◆ Reading text
Fit the model according to the given training data

Todo

For first pass create and store example objects. For N-1 passes use example objects directly (simulate cache file…but in memory for faster processing)

Parameters

X – {array-like, sparse matrix}, shape (n_samples, n_features or 1 if not convert_to_vw) or Training vector, where n_samples in the number of samples and n_features is the number of features. if not using convert_to_vw, X is expected to be a list of vw formatted feature vector strings with labels
y – array-like, shape (n_samples,), optional if not convert_to_vw Target vector relative to X.
sample_weight – array-like, shape (n_samples,) sample weight vector relative to X.

Returns

self

get_coefs()#

Returns coefficient weights as ordered sparse matrix

Returns: coefficient weights for model
Return type: sparse matrix

get_intercept()#

Returns intercept weight for model

Returns: intercept value. 0 if no constant
Return type: int

get_params(deep=True)#: This returns the full set of vw and estimator parameters currently in use

get_vw()#

Get the vw instance

Returns: instance
Return type: vowpalwabbit.Workspace

load(filename)#: Load model from file

predict(X)#

Predict with Vowpal Wabbit model

Parameters

X ({array-like, sparse matrix}, shape (n_samples, n_features or 1)) – Training vector, where n_samples in the number of samples and n_features is the number of features. if not using convert_to_vw, X is expected to be a list of vw formatted feature vector strings with labels

Returns

Output vector relative to X.

◆ Stated goal 1
Copy out the rows starting with the one that contains "Target: green strawberry leaf" and ending with the one that contains "(1291, 578)", both included, with nothing changed.

◆ Information supplied
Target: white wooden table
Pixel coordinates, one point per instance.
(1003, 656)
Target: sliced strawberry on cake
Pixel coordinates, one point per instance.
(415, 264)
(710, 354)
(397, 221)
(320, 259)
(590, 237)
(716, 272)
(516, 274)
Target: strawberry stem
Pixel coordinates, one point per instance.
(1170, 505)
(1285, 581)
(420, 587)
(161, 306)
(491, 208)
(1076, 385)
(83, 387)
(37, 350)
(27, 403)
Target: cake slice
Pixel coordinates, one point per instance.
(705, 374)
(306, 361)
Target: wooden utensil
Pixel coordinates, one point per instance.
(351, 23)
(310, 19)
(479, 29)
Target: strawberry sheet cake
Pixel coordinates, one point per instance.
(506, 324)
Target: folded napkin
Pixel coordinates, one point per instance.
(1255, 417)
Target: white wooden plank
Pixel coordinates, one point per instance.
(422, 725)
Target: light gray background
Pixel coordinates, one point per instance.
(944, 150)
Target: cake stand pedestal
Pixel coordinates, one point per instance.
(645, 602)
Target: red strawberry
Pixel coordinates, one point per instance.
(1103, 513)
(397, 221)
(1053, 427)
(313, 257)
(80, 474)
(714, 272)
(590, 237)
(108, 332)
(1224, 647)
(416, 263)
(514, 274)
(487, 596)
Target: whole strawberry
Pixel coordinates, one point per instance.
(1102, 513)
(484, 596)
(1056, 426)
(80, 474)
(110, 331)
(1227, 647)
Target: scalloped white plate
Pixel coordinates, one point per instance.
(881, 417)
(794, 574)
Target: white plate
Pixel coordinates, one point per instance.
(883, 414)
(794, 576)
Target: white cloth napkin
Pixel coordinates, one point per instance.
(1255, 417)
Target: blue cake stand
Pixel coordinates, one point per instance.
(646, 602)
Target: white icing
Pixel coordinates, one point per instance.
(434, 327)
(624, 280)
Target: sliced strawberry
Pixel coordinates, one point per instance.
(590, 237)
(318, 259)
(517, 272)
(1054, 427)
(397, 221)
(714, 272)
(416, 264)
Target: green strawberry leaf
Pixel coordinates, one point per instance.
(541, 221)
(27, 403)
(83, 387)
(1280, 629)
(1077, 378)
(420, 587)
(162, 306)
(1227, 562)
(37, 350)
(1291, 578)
--
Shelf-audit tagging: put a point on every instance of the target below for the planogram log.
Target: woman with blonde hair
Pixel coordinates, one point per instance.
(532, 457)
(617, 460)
--
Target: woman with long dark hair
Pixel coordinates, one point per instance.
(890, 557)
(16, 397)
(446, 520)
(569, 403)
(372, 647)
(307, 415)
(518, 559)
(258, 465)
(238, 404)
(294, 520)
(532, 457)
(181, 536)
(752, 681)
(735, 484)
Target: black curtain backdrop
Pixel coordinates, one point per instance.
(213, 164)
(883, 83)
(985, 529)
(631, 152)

◆ Stated goal 2
In the API reference text, what return type is listed for get_vw()?

◆ Full solution 1
Target: green strawberry leaf
Pixel coordinates, one point per instance.
(541, 221)
(27, 403)
(83, 387)
(1280, 629)
(1077, 378)
(420, 587)
(162, 306)
(1227, 562)
(37, 350)
(1291, 578)

◆ Full solution 2
vowpalwabbit.Workspace